STATED PROBLEM
Exactly repeat the material, dropping every picture from the copy.

+===+

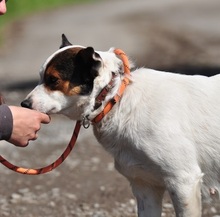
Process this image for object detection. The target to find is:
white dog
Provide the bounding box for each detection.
[22,35,220,217]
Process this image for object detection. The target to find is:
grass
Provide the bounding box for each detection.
[0,0,91,44]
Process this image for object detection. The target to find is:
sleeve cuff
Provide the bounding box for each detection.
[0,104,13,140]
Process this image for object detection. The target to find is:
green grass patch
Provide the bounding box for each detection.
[0,0,90,45]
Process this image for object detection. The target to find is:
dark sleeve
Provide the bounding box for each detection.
[0,104,13,140]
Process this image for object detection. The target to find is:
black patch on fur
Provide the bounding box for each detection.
[44,47,101,95]
[60,34,72,48]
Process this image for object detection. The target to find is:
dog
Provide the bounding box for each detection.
[21,35,220,217]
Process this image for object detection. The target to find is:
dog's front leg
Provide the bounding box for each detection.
[167,173,203,217]
[131,183,165,217]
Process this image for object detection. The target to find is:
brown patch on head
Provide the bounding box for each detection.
[43,47,101,96]
[44,47,83,95]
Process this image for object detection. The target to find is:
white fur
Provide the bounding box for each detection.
[23,50,220,217]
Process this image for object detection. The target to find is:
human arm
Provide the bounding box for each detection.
[0,105,50,147]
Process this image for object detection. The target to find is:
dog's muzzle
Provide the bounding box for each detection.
[21,98,33,109]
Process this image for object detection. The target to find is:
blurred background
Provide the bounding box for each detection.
[0,0,220,217]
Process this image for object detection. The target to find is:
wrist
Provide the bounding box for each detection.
[0,104,13,140]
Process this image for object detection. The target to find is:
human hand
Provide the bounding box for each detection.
[8,106,50,147]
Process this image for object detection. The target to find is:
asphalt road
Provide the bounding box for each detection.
[0,0,220,217]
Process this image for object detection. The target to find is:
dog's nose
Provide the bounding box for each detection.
[21,99,32,109]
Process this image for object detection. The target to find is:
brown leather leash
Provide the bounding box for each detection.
[0,49,130,175]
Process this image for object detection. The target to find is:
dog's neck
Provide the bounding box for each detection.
[83,50,124,121]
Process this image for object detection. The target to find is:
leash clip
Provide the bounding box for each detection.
[82,115,91,129]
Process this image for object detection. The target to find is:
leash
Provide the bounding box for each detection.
[0,121,81,175]
[0,49,130,175]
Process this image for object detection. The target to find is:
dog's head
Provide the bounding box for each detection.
[21,35,121,119]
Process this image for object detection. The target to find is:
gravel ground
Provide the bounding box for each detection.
[0,0,220,217]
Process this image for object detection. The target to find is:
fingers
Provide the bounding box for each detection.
[41,113,51,124]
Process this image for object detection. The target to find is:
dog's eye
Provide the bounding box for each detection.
[47,76,59,85]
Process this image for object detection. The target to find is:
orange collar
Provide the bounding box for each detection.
[92,49,130,124]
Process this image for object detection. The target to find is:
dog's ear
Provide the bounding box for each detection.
[76,47,102,79]
[60,34,72,48]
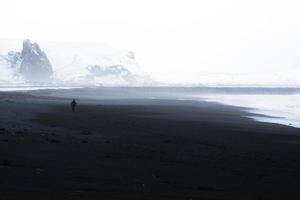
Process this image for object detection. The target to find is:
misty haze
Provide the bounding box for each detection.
[0,0,300,200]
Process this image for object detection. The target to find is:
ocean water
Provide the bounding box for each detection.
[195,93,300,128]
[0,87,300,128]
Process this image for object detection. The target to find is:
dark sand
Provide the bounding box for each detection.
[0,93,300,200]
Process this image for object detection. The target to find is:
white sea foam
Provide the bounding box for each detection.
[199,94,300,128]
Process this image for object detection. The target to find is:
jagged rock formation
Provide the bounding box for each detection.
[15,40,53,82]
[0,40,153,86]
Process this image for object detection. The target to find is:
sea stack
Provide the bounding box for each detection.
[20,40,53,82]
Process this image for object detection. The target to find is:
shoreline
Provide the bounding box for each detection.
[0,93,300,200]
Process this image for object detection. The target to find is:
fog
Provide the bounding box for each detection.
[0,0,300,85]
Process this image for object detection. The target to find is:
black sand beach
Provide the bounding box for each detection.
[0,93,300,200]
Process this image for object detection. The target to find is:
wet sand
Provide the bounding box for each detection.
[0,93,300,200]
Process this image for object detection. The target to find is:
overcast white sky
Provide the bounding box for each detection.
[0,0,300,84]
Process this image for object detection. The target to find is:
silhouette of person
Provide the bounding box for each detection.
[71,99,77,112]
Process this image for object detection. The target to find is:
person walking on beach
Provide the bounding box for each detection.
[71,99,77,112]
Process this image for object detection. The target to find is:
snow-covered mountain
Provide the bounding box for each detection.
[0,40,153,86]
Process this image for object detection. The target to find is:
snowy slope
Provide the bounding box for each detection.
[0,41,152,86]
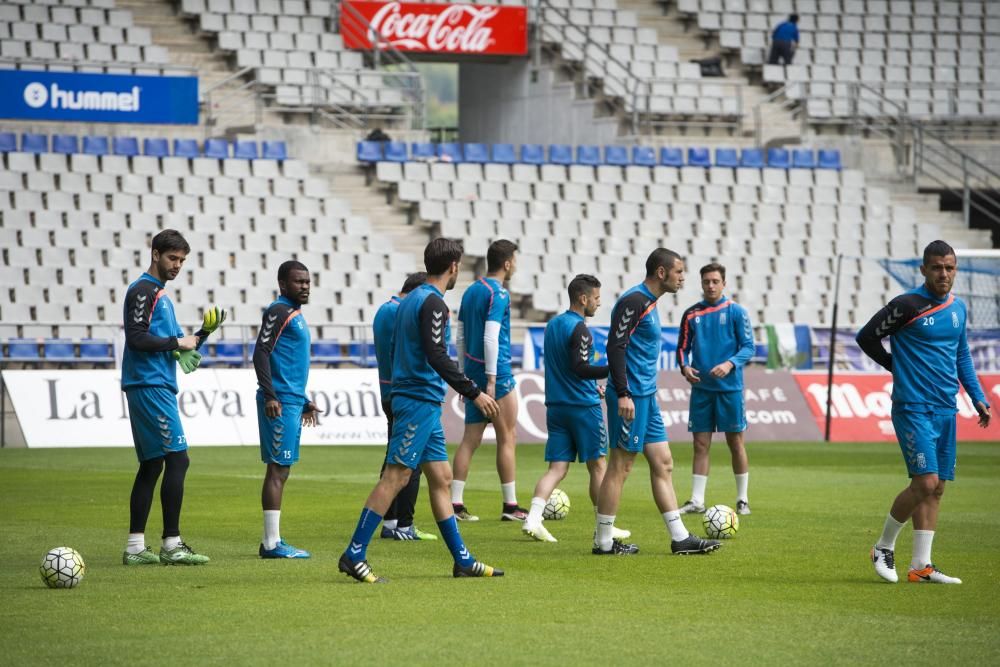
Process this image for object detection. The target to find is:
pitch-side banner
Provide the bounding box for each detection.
[795,373,1000,442]
[340,0,528,56]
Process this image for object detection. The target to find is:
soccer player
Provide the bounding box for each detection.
[593,248,721,555]
[677,262,753,514]
[857,241,990,584]
[372,271,437,541]
[521,274,631,542]
[338,238,503,584]
[122,229,225,565]
[451,240,528,521]
[253,260,319,558]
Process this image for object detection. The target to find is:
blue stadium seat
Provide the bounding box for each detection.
[21,132,49,153]
[767,148,792,169]
[715,148,740,169]
[142,137,170,157]
[740,148,764,169]
[688,146,712,168]
[816,148,841,171]
[83,136,108,155]
[205,139,229,160]
[464,144,490,164]
[174,139,201,157]
[521,144,545,164]
[438,141,462,163]
[385,141,408,162]
[604,146,631,167]
[410,141,437,160]
[792,148,816,169]
[492,144,517,164]
[52,134,80,155]
[632,146,656,167]
[549,144,573,164]
[261,141,286,160]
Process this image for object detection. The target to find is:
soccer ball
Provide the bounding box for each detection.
[702,505,740,539]
[542,489,569,521]
[38,547,87,588]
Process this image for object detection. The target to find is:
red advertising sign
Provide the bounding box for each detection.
[340,0,528,56]
[795,373,1000,442]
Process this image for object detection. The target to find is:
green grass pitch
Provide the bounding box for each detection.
[0,443,1000,665]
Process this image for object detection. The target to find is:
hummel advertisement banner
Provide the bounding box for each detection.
[0,70,198,125]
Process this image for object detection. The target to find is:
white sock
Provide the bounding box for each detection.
[594,513,615,551]
[125,533,146,554]
[500,482,517,505]
[875,514,906,549]
[910,530,934,570]
[524,496,545,527]
[261,510,281,549]
[691,475,708,505]
[733,472,750,503]
[663,510,691,542]
[451,479,465,505]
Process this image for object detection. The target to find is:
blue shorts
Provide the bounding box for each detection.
[257,396,305,466]
[688,387,747,433]
[892,406,957,480]
[545,404,608,463]
[465,372,517,424]
[385,396,448,470]
[125,387,187,461]
[604,386,667,453]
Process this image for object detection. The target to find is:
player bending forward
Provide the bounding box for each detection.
[521,274,631,542]
[857,241,990,584]
[338,238,503,584]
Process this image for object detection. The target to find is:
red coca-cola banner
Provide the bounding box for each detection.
[795,373,1000,442]
[340,0,528,56]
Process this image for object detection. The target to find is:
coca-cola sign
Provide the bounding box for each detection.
[340,0,528,56]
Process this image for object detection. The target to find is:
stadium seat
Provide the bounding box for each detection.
[688,146,712,169]
[52,134,80,155]
[816,148,841,171]
[660,146,684,167]
[21,132,49,153]
[142,138,170,157]
[715,148,740,169]
[767,148,791,169]
[604,146,630,167]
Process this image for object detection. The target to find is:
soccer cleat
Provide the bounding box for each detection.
[337,554,386,584]
[521,523,559,542]
[160,542,211,565]
[872,544,899,584]
[122,547,160,565]
[500,503,528,521]
[257,540,312,558]
[452,504,479,521]
[677,500,705,514]
[906,563,962,584]
[590,540,639,556]
[451,560,503,578]
[670,534,722,556]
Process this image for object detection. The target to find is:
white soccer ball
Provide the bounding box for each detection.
[38,547,87,588]
[702,505,740,539]
[542,489,569,521]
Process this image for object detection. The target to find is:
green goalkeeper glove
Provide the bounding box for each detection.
[174,350,201,375]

+===+

OUTPUT OF THE TASK
Process this image for object detection. The target to find is:
white dog
Provide the bounding box for each detection.
[22,35,220,217]
Process this image for object detection. The target to find is:
grass
Provide the bounding box for each detection.
[0,0,91,44]
Process this image for object detection. The target to find is:
sleeve cuff
Provide the bounding box for each detection.
[0,104,13,140]
Process this image for object detection. The target to find is:
green grass patch
Provide the bounding box for each detection.
[0,0,90,45]
Process this image for object detection. The target to find is:
dark sleeve
Provide the bounding box for each detection.
[0,104,13,140]
Process this image for object detection. The target to find is:
black patch on fur
Provide the bounding box for each detection.
[44,47,101,95]
[60,34,72,48]
Process this image for object detection. The target to find is:
dog
Provide the bounding box for each detection.
[21,35,220,217]
Process this image for object detection. The target to find is:
dog's front leg
Provide the bounding box for each detection.
[167,173,203,217]
[131,183,165,217]
Process this image for object detection. The target to find is:
brown patch on head
Provide the bounding box for each detection.
[43,47,101,96]
[44,47,83,95]
Process this image for object detection. The target to find is:
white fur
Provide the bounding box for each detection.
[23,50,220,217]
Process this image for object detection. The target to find is:
human arm
Provide the bounding box for each detection.
[0,105,50,147]
Process this image for object detection. The target to find is:
dog's muzzle
Provide the bounding box for each detection.
[21,98,33,109]
Process this image for object detection. The target to find is:
blurred background
Provide the bounding box for each detection.
[0,0,220,217]
Process this image for object detection. The target to find is:
wrist
Provide the bounding box for each detection.
[0,104,13,140]
Process this image for object detection. The target to find is:
human hand
Provide the bounding box for each detection.
[8,106,50,147]
Process this image for object detection. The target to find is:
asphalt road
Provide the bounding box for each detection.
[0,0,220,217]
Process this image for object detection. The target to find is:
dog's nose
Provide the bounding box for each detection.
[21,99,32,109]
Process this image for object detection. The target to find is:
brown leather leash
Provide the bounding box for each detection.
[0,49,130,175]
Process this image for object detection. The target to find is:
dog's neck
Provide the bounding box for each detection.
[83,50,124,121]
Process this image for object detection. The target to find is:
leash clip
Provide the bounding box for each detection.
[82,115,91,129]
Process this image for object detection. The target to find is:
leash
Provide the bounding box for each detection.
[0,121,81,175]
[0,49,130,175]
Process this image for object detection. The target to find is:
dog's head
Provide the bounding box for each detection.
[21,35,121,119]
Process this image for object detection. The target to find is:
gravel ground
Provide the bounding box for each detection.
[0,0,220,217]
Process this image for object detection. The target to find is:
fingers
Provide the bounding box for each detection.
[41,113,51,124]
Process this image for object detection. The target to find is:
dog's eye
Provide the bounding box for each detection.
[47,76,59,85]
Process this image for object detection. The target to find is:
orange collar
Provide the bounding box for each detection.
[92,49,130,124]
Process this image for object detection. The target to find is:
dog's ear
Provide the bounding box for each detection.
[76,47,102,79]
[60,34,72,48]
Process this image for object detection. The target to find is:
misty haze
Provide the bounding box for each detection.
[0,0,300,200]
Process this image for object detection. The target to find is:
ocean water
Provide the bounding box for each detection.
[195,93,300,128]
[0,87,300,128]
Process this image for object detection. The target to find is:
dark sand
Provide the bounding box for each detection.
[0,93,300,200]
Process this image for object detection. The target to find is:
white sea foam
Provide the bounding box for each detection.
[199,94,300,128]
Process this image for object detection. The target to find is:
jagged rock formation
Provide the bounding box for each detection.
[15,40,53,82]
[0,40,153,86]
Process this image for object detection. The target to find is:
sea stack
Provide the bounding box for each detection.
[20,40,53,82]
Process this image for object detection. The target to find is:
shoreline
Provide the bounding box for each detection.
[0,93,300,200]
Process this image for object detection. The target to find is:
fog
Provide the bounding box for each detection.
[0,0,300,85]
Process this image for object detection. The target to find is:
black sand beach
Provide the bounding box for each detection.
[0,93,300,200]
Process this image for object detection. The target to find is:
wet sand
Provide the bounding box for each detection.
[0,93,300,200]
Process this image for object detection. The target to find is:
overcast white sky
Provide the bounding box for each detection.
[0,0,300,84]
Process this image for object detection. The target to find is:
silhouette of person
Provide the bounding box for each detection.
[71,99,77,112]
Process this image for object detection. The target to find is:
person walking on beach
Provide the bounding box for each detection.
[71,99,77,112]
Process this image for object detection. The target to find is:
snow-covered mountain
Provide the bounding box for each detection.
[0,40,153,86]
Process this image for object detection. The target to find is:
snowy slope
Provide the bounding box for each detection.
[0,41,152,86]
Process this image for object detection. The target to find is:
pitch-side banner
Provide the bounding box for each detection.
[795,373,1000,442]
[340,0,528,56]
Process this image for object detection. The target to find is:
soccer player
Provide the bounding box for each detection.
[593,248,721,555]
[677,262,753,514]
[857,241,990,584]
[372,271,437,541]
[521,274,631,542]
[338,238,503,584]
[122,229,225,565]
[451,240,528,521]
[253,260,319,558]
Process this image for object detection. The target to find is:
blue stadium seat
Provide the bounding box for each detection.
[21,132,49,153]
[767,148,792,169]
[715,148,740,169]
[142,137,170,157]
[740,148,764,169]
[688,146,712,168]
[816,148,841,171]
[83,136,108,155]
[205,139,229,160]
[464,144,490,164]
[174,139,201,157]
[521,144,545,164]
[438,141,462,163]
[385,141,408,162]
[604,146,631,167]
[410,141,437,160]
[792,148,816,169]
[492,144,517,164]
[52,134,80,155]
[632,146,656,167]
[549,144,573,164]
[261,141,286,160]
Process this image for object detection. The target to find is:
soccer ball
Provide the bounding box for each detection.
[702,505,740,539]
[542,489,569,521]
[38,547,87,588]
Process this image for object detection. The target to find is:
red advertising sign
Provide the bounding box for each detection.
[340,0,528,56]
[795,373,1000,442]
Process this image for object detection. The target to find is:
green grass pitch
Provide the bounding box for each detection.
[0,443,1000,665]
Process this image for object detection. The target to find is:
hummel advertisement banner
Provide the bounding box for each detection.
[0,70,198,125]
Process this image for object detection. The target to find is:
white sock
Provide the bounding box for each detection.
[594,513,615,551]
[125,533,146,554]
[500,482,517,505]
[875,514,906,549]
[910,530,934,570]
[524,496,545,527]
[261,510,281,549]
[691,475,708,505]
[733,472,750,503]
[663,510,691,542]
[451,479,465,505]
Process this image for object detection. The target to find is:
blue shorts
Provide the bounding box for each detection.
[257,396,305,466]
[688,387,747,433]
[892,406,957,480]
[545,404,608,463]
[465,372,517,424]
[385,396,448,470]
[125,387,187,461]
[604,386,667,453]
Process this image for object detection. The target to find is:
player bending forward
Provide the bounding box for each detection.
[521,274,631,542]
[857,241,990,584]
[338,238,503,584]
Process this image for object detection. The target to find is:
red coca-cola banner
Provide the bounding box for each detection.
[795,373,1000,442]
[340,0,528,56]
Process this image for object detection. The target to find is:
coca-cola sign
Provide the bounding box for each detection.
[340,0,528,56]
Process this image for object detection. The target to find is:
stadium seat
Provide the bounding box for each detection.
[688,146,712,169]
[52,134,80,155]
[816,148,841,171]
[660,146,684,167]
[21,132,49,153]
[142,138,170,157]
[715,148,740,169]
[767,148,791,169]
[604,146,630,167]
Process this image for object detection. The target to find is:
soccer cleat
Provide the bounding box for each detection.
[337,554,386,584]
[521,523,559,542]
[160,542,211,565]
[872,544,899,584]
[122,547,160,565]
[500,503,528,521]
[257,540,312,558]
[452,504,479,521]
[677,500,705,514]
[906,563,962,584]
[590,540,639,556]
[451,560,503,578]
[670,534,722,556]
Process this image for object detection. The target to find is:
white soccer ball
Provide the bounding box for each detection.
[38,547,87,588]
[702,505,740,539]
[542,489,569,521]
Process this image for object detection. The target to find is:
green goalkeeper glove
Provide the bounding box for each detection.
[174,350,201,375]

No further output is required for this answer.